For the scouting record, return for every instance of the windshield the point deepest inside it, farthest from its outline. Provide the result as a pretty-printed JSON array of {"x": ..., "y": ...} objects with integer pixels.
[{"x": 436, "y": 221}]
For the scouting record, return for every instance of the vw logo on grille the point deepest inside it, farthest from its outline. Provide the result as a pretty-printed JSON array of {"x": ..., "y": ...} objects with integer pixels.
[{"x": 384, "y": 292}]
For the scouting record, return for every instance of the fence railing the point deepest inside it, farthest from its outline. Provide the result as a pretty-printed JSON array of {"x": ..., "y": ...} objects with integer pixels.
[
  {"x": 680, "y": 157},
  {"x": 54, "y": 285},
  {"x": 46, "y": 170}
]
========================================================================
■ PROBLEM STATEMENT
Can you render all of the material above as a numbered list, leaving out blank lines?

■ TASK RESULT
1. For the scouting record, return for every instance of the windshield the point deepest inside it, farthest from its outline. Provide the result as a pretty-printed JSON array of {"x": ..., "y": ...} objects with integer pixels.
2. [{"x": 436, "y": 221}]
3. For the scouting record, return for every instance of the vw logo on grille the point deepest inside it, farthest from its outline. Provide the result as a pretty-printed JSON array of {"x": ..., "y": ...} objects with integer pixels.
4. [{"x": 384, "y": 292}]
5. For the scouting record, return for every instance of the fence railing the point deepest inside it, farthest from its outline. Provide the result as a pretty-printed JSON array of {"x": ..., "y": ...} objects with integer pixels.
6. [
7.   {"x": 680, "y": 157},
8.   {"x": 54, "y": 285},
9.   {"x": 46, "y": 170}
10. ]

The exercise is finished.